**O QUE FAZER**
Devolva cada linha dos registros em que aparece a palavra "Class".

.....

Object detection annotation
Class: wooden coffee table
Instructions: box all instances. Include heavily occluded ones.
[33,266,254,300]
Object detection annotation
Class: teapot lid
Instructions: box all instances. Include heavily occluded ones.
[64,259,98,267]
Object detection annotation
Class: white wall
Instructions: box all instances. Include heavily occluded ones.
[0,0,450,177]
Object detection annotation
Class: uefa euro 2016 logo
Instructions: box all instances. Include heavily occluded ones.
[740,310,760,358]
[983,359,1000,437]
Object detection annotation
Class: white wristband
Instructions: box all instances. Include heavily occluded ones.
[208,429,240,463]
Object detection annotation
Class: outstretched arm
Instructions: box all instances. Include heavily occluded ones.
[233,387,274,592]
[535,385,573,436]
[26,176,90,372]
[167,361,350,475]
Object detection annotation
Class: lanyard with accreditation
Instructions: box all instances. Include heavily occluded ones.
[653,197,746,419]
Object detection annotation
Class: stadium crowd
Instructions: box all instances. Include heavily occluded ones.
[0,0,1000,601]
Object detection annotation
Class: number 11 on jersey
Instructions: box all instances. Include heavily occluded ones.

.....

**RESPOSTA COMPLETA**
Class: wooden coffee table
Class: teapot lid
Class: white wall
Class: uefa euro 2016 logo
Class: white wristband
Class: outstretched arm
Class: lanyard with accreditation
Class: stadium crowd
Class: number 11 on jersey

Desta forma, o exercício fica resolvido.